§ **本文抜粋**
·····

どうだサブ?男になってみねえかと勧めるが、さすがにビビったサブは、俺は嫌だ!と拒否する。

すると荒川はあっさり諦めた様子で、これを売人の所へ持って行ってくれと薬を手渡す。

サブが出かけると、荒川は金次の心臓の所を指先で突き刺してみせる。

小池が銃を金次の部屋のタンスの中に戻していると、当の金次が帰って来たので、小池は慌ててベランダに逃げる。

その直後、部屋に入って来た金次は、タンスの一番下の引き出しの中から拳銃を取り出すと、旨そうにみかんを食い始める。

夜、閉園後の遊園地に呼び出されたサブは、何事かと金次に近づく。

俺の代人になる話さと金次が言うと、殺し2つはてても…とサブはビビる。 すると金次は拳銃を取り出し、都合があるんで死んでもらうぜと言い出す。

殺されると直感したサブはバカな事は止せよ!と言いながらその場を逃げると、ジェットコースターのレールを登って行く。

しかし、途中で、下から金次に撃たれ落下したサブの手に、金次は今撃った拳銃を握らせ、これでおめえは自殺って訳だと呟く。

サブの死体を翌日検分した伊藤刑事部長は、自殺にしては弾を撃ち込んだ角度が不自然だと指摘する。

サブの死体から摘出した弾丸のライフルマークを調べた所、鈴木と円山を撃った弾と全く同じものだと分かる。

荒川グループか…と遠山係長は呻く。

·····

§ **設問**
- 1) あらすじの中から「殺されると直感したサブはバカ」と「荒川グループか…と遠山係長は呻く。」の間を、両端の語句も含めて原文どおりに書き写してください。
- 2) あらすじの最後の文に続けて、その先の展開を書き足してください。

§ **提供データ**
·····

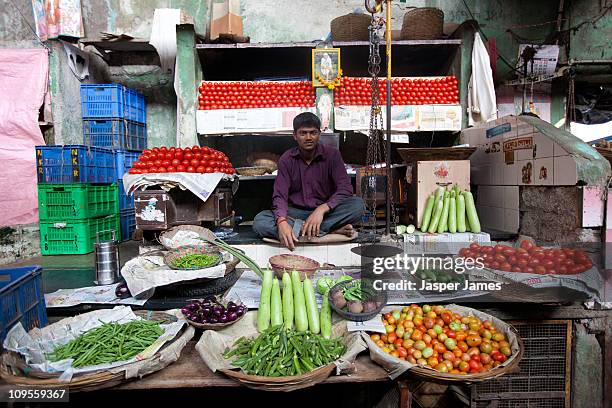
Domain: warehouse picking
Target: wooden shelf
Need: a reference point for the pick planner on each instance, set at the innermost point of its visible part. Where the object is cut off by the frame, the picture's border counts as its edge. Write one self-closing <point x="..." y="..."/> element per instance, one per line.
<point x="249" y="61"/>
<point x="271" y="177"/>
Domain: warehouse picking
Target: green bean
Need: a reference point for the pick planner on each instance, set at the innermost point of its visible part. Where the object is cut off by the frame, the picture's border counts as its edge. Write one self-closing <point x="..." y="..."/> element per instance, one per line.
<point x="109" y="343"/>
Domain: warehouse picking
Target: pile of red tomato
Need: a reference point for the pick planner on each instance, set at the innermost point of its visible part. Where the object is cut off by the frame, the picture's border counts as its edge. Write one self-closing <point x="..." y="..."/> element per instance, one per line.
<point x="530" y="258"/>
<point x="194" y="159"/>
<point x="264" y="94"/>
<point x="404" y="91"/>
<point x="435" y="337"/>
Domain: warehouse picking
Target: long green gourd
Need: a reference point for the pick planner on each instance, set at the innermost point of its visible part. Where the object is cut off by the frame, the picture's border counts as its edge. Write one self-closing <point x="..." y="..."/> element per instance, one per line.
<point x="428" y="210"/>
<point x="263" y="313"/>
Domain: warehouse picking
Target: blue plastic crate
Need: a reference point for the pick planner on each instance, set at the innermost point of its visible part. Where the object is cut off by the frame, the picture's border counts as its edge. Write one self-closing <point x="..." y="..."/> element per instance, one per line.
<point x="103" y="101"/>
<point x="114" y="134"/>
<point x="21" y="299"/>
<point x="58" y="164"/>
<point x="135" y="106"/>
<point x="128" y="224"/>
<point x="123" y="161"/>
<point x="126" y="201"/>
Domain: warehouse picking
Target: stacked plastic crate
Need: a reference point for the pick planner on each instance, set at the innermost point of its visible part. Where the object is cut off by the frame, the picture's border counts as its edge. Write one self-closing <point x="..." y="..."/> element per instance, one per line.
<point x="114" y="117"/>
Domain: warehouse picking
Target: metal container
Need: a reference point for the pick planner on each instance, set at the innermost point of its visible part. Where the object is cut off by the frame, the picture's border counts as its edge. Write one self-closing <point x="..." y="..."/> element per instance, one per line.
<point x="107" y="260"/>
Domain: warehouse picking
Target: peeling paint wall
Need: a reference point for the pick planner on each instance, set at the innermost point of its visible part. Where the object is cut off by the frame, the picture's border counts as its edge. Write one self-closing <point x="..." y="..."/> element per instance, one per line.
<point x="307" y="20"/>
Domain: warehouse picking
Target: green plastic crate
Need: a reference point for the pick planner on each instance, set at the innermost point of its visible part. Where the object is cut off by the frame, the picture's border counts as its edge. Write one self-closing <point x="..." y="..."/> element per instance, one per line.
<point x="76" y="201"/>
<point x="76" y="237"/>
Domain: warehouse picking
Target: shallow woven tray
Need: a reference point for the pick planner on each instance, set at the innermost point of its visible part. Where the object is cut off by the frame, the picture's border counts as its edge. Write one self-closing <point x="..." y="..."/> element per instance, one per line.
<point x="203" y="232"/>
<point x="252" y="171"/>
<point x="431" y="375"/>
<point x="284" y="384"/>
<point x="289" y="262"/>
<point x="11" y="363"/>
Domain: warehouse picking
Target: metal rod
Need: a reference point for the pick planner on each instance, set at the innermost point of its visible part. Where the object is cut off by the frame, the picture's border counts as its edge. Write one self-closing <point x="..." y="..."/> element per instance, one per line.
<point x="388" y="141"/>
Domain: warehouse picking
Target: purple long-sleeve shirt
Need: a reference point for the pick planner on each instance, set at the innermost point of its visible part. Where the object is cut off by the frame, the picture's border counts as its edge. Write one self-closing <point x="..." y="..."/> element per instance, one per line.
<point x="307" y="186"/>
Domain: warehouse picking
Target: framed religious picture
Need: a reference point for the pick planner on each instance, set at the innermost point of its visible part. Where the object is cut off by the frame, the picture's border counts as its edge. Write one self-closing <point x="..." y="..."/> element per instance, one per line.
<point x="326" y="70"/>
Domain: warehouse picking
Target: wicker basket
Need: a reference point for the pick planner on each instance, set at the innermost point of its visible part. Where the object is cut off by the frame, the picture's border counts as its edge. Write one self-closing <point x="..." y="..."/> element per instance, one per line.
<point x="424" y="23"/>
<point x="206" y="249"/>
<point x="285" y="384"/>
<point x="288" y="262"/>
<point x="14" y="370"/>
<point x="351" y="27"/>
<point x="169" y="234"/>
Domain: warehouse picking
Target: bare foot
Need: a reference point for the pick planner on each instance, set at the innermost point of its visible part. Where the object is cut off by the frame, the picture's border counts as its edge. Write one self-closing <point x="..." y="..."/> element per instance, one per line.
<point x="346" y="230"/>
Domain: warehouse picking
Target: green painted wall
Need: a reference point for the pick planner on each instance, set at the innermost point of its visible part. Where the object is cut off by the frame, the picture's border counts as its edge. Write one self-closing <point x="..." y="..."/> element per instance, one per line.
<point x="306" y="20"/>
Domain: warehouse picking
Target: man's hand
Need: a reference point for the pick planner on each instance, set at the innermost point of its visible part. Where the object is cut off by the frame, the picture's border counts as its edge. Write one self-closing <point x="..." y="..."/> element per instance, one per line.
<point x="286" y="235"/>
<point x="312" y="226"/>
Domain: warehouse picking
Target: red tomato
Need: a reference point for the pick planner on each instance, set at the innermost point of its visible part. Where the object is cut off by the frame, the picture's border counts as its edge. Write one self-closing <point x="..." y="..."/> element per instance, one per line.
<point x="487" y="249"/>
<point x="540" y="270"/>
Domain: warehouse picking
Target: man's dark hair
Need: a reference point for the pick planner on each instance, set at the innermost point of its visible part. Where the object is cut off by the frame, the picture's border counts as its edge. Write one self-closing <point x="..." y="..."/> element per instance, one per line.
<point x="306" y="119"/>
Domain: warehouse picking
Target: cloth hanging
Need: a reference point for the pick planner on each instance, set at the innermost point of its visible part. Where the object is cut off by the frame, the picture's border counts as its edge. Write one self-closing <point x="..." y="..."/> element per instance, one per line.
<point x="20" y="132"/>
<point x="163" y="36"/>
<point x="54" y="18"/>
<point x="482" y="106"/>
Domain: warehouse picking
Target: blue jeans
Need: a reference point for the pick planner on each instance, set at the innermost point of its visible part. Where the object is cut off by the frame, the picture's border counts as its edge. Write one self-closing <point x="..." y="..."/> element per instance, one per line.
<point x="349" y="211"/>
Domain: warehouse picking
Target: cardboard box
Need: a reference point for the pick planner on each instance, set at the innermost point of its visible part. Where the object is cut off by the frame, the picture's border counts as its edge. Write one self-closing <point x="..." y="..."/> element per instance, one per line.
<point x="543" y="171"/>
<point x="225" y="18"/>
<point x="419" y="243"/>
<point x="424" y="177"/>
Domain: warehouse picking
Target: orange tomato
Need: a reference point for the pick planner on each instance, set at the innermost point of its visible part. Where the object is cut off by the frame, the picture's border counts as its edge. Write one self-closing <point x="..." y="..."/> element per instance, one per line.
<point x="440" y="348"/>
<point x="416" y="335"/>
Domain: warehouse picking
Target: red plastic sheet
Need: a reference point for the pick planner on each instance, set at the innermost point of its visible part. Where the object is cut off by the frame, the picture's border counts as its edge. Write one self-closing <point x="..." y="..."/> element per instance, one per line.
<point x="23" y="85"/>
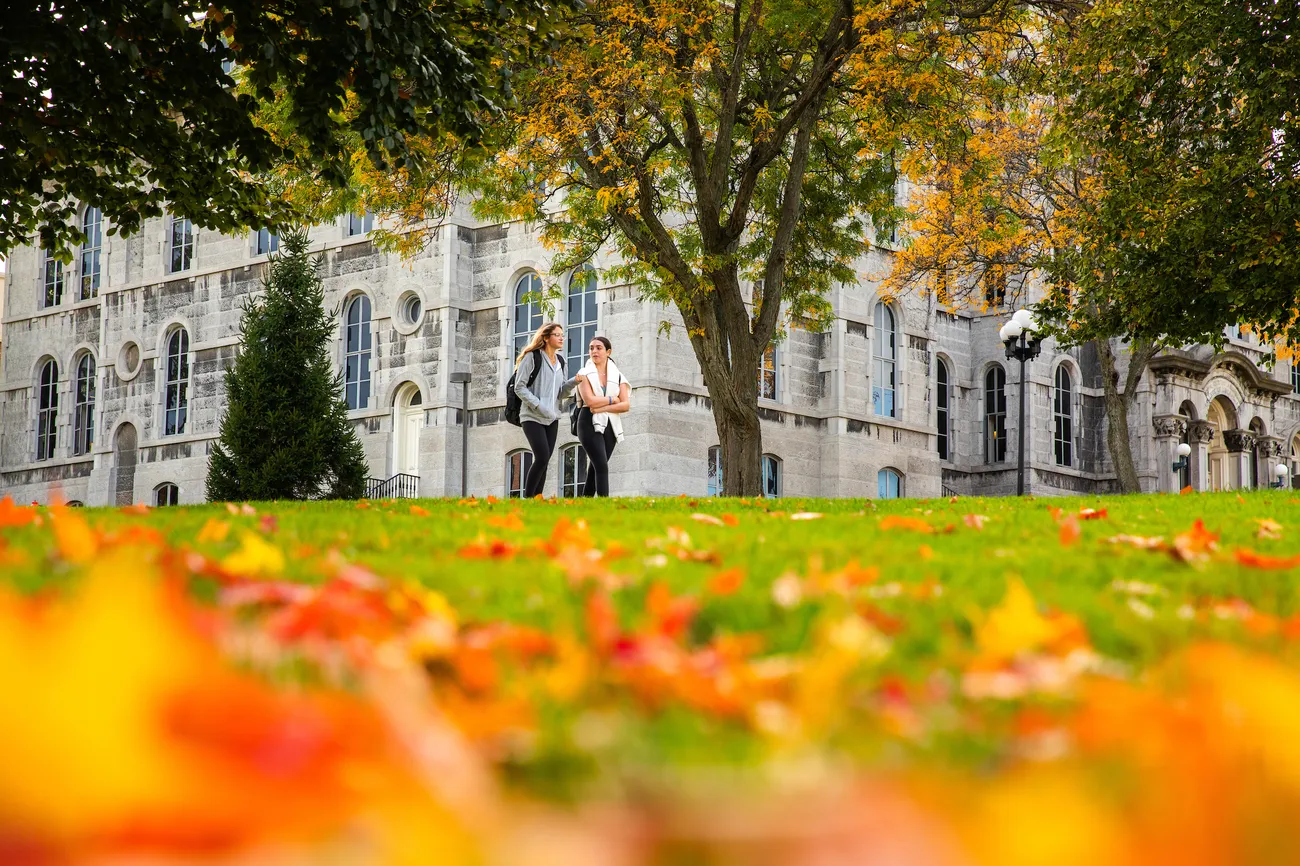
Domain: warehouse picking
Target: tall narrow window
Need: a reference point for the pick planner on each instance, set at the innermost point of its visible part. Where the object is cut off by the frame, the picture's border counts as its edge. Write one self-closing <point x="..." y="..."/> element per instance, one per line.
<point x="528" y="310"/>
<point x="92" y="226"/>
<point x="715" y="471"/>
<point x="265" y="242"/>
<point x="53" y="278"/>
<point x="581" y="317"/>
<point x="359" y="224"/>
<point x="1062" y="415"/>
<point x="767" y="375"/>
<point x="180" y="245"/>
<point x="888" y="484"/>
<point x="356" y="353"/>
<point x="572" y="471"/>
<point x="943" y="397"/>
<point x="518" y="464"/>
<point x="995" y="415"/>
<point x="177" y="394"/>
<point x="83" y="406"/>
<point x="47" y="411"/>
<point x="887" y="363"/>
<point x="771" y="476"/>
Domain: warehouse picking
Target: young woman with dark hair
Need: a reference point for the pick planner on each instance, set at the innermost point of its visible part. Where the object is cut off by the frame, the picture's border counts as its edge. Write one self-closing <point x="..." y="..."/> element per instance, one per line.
<point x="540" y="410"/>
<point x="606" y="395"/>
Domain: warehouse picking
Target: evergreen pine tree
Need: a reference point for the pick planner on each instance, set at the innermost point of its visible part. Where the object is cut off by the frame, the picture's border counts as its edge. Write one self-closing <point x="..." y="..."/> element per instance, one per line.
<point x="285" y="433"/>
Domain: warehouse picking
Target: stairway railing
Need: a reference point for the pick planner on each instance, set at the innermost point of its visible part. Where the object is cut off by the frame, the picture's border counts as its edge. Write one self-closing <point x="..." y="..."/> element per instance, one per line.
<point x="399" y="486"/>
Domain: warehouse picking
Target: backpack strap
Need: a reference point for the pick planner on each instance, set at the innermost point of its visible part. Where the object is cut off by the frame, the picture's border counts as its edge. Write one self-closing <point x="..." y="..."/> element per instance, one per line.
<point x="537" y="367"/>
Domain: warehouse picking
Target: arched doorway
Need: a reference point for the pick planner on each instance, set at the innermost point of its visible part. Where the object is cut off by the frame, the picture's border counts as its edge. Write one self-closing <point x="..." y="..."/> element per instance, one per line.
<point x="1295" y="460"/>
<point x="124" y="464"/>
<point x="1188" y="412"/>
<point x="1223" y="470"/>
<point x="1261" y="473"/>
<point x="407" y="423"/>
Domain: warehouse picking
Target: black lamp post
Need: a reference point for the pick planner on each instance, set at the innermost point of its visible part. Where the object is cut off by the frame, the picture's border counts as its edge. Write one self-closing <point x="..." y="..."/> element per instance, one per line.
<point x="1022" y="343"/>
<point x="1281" y="471"/>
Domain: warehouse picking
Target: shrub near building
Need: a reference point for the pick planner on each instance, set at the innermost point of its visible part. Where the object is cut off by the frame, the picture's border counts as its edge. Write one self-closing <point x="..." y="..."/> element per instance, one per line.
<point x="285" y="433"/>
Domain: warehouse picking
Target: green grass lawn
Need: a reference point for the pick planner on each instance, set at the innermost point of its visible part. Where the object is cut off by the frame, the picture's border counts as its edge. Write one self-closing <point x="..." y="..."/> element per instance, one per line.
<point x="1088" y="669"/>
<point x="924" y="592"/>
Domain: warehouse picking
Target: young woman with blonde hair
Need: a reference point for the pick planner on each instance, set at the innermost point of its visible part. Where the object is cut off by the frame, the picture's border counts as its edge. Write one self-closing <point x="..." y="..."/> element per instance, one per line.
<point x="540" y="398"/>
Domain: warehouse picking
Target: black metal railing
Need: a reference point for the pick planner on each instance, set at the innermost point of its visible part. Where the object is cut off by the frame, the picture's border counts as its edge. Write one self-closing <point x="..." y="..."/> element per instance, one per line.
<point x="399" y="486"/>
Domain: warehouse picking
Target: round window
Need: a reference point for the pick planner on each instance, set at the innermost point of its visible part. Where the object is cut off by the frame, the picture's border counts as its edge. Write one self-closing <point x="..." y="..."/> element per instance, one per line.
<point x="129" y="359"/>
<point x="411" y="308"/>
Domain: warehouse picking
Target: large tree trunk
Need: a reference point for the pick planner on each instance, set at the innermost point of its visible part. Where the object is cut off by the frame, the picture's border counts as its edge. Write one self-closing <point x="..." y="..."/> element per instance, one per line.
<point x="729" y="367"/>
<point x="1117" y="407"/>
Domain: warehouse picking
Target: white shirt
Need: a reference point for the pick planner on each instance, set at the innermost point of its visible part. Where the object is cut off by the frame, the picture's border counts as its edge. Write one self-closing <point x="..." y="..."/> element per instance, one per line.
<point x="614" y="381"/>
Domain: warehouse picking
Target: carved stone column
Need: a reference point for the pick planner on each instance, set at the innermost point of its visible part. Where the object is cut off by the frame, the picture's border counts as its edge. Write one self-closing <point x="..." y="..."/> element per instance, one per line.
<point x="1240" y="445"/>
<point x="1270" y="450"/>
<point x="1200" y="434"/>
<point x="1169" y="433"/>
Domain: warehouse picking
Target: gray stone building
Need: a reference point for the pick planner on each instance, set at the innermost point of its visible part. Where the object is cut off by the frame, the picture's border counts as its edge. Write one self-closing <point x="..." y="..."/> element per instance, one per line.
<point x="112" y="380"/>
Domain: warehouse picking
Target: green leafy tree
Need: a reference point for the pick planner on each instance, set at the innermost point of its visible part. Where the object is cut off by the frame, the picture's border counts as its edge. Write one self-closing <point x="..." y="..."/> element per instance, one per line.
<point x="1188" y="111"/>
<point x="285" y="433"/>
<point x="131" y="104"/>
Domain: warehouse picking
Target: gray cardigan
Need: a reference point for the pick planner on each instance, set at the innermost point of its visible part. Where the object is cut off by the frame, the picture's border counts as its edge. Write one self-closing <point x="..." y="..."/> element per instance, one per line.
<point x="542" y="403"/>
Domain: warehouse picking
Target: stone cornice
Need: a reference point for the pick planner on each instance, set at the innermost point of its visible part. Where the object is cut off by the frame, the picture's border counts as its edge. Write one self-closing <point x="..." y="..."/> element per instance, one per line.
<point x="1197" y="369"/>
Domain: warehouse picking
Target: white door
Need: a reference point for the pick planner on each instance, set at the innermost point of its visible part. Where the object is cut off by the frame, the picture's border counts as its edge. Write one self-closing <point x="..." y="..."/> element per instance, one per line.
<point x="408" y="444"/>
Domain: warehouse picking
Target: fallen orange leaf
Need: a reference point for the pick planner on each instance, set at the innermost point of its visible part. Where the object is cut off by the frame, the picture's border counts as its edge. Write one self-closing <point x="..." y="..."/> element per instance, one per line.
<point x="1252" y="559"/>
<point x="1070" y="531"/>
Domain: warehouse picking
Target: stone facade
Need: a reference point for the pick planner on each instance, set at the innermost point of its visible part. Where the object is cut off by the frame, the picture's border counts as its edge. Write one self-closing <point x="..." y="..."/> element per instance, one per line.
<point x="822" y="424"/>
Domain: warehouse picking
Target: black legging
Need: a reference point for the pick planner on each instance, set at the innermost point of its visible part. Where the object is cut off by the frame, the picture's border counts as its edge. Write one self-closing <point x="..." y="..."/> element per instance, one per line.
<point x="599" y="447"/>
<point x="542" y="441"/>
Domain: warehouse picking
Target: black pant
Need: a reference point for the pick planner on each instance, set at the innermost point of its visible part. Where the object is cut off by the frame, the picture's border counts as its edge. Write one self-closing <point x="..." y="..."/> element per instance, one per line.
<point x="599" y="447"/>
<point x="542" y="441"/>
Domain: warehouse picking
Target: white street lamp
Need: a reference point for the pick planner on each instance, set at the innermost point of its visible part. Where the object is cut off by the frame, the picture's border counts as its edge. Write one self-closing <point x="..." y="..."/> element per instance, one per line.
<point x="1022" y="343"/>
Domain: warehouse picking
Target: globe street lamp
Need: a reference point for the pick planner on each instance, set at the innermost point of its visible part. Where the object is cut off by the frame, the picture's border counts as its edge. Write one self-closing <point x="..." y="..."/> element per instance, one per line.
<point x="1181" y="463"/>
<point x="1022" y="341"/>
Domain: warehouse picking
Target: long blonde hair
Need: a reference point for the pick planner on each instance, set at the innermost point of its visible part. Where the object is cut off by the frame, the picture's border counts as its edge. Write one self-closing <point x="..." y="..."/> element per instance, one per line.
<point x="538" y="340"/>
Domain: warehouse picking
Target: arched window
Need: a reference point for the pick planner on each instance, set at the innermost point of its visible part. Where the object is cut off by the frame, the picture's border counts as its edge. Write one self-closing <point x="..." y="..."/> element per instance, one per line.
<point x="47" y="411"/>
<point x="888" y="484"/>
<point x="767" y="373"/>
<point x="1184" y="475"/>
<point x="771" y="476"/>
<point x="943" y="401"/>
<point x="264" y="242"/>
<point x="180" y="238"/>
<point x="92" y="226"/>
<point x="995" y="415"/>
<point x="53" y="281"/>
<point x="715" y="471"/>
<point x="581" y="317"/>
<point x="528" y="310"/>
<point x="177" y="393"/>
<point x="1062" y="418"/>
<point x="356" y="353"/>
<point x="887" y="363"/>
<point x="572" y="471"/>
<point x="83" y="406"/>
<point x="518" y="463"/>
<point x="995" y="286"/>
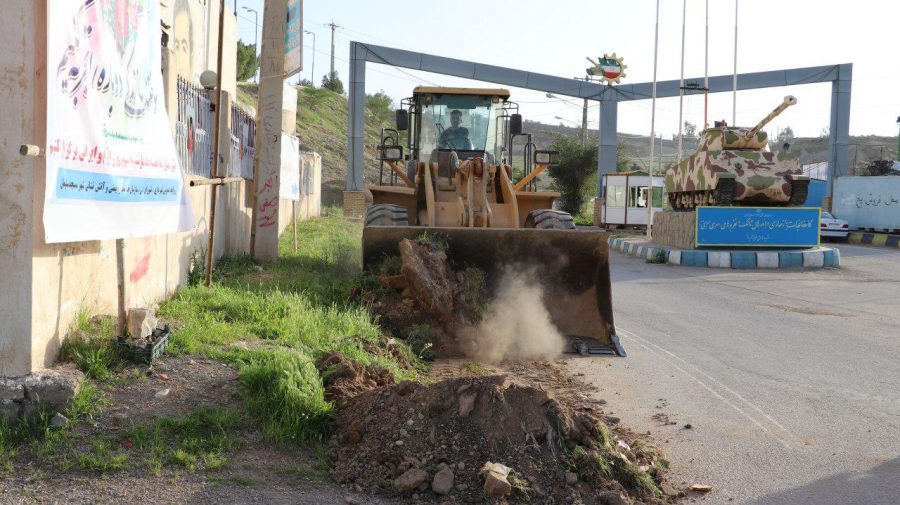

·····

§ **解答例**
- 1)
殺されると直感したサブはバカな事は止せよ!と言いながらその場を逃げると、ジェットコースターのレールを登って行く。

しかし、途中で、下から金次に撃たれ落下したサブの手に、金次は今撃った拳銃を握らせ、これでおめえは自殺って訳だと呟く。

サブの死体を翌日検分した伊藤刑事部長は、自殺にしては弾を撃ち込んだ角度が不自然だと指摘する。

サブの死体から摘出した弾丸のライフルマークを調べた所、鈴木と円山を撃った弾と全く同じものだと分かる。

荒川グループか…と遠山係長は呻く。

- 2)
その頃、小池がアパートにやって来たので、何かネタでもあがったのか?と太田が聞くと、奴らの新しい資金源が分かった。それを横取りしようと思うんだ、これを使ってなと小池は、持って来た金次の弾丸を取り出して言う。

そこに来たサチ子が、どこへ行ってたの?と小池に聞くと、荒川グループって所よと平然と小池が答えたので、止めてよ!とサチ子は叫ぶ。

ある日、いつものように相田製薬の社長室にやって来た金次と荒川だったが、社長が、君たちとはもう取引はせん!帰ってもらおうと言いだしたので驚く。

するとすぐに、太田と鈴木が部屋に入って来て、今日からここの仕事は近松組がちょうだいするぜと言い、鈴木が弾丸を取り出すと、金次、こいつはてめえの銃の弾だ!俺を売ったのもおんどれじゃ!証拠はここにあるんだ、サツにバラされたくなかったら引き上げろ!と詰め寄る。

荒川は、この礼は必ずさせてもらうぜと言い残し、その場は金次共々帰って行く。

事務所に戻って来た荒川は、新宿と渋谷で急いでかき集めるんだ!と子分達に命じる。

その後、荒川組を監視していた大宮が、愚連隊ですね…と、事務所に続々と集まって来た人影を見て言う。

車の中で一緒に見ていた伊藤部長刑事も、何かある、すぐ本部へ!と連絡を命じる。

一方、近松組の監視を続けていた根本部長刑事と金子刑事の方も、やけに出入りが激しくなって来たな、殴り込みでもやるつもりか?と気づき、本部に連絡を入れる。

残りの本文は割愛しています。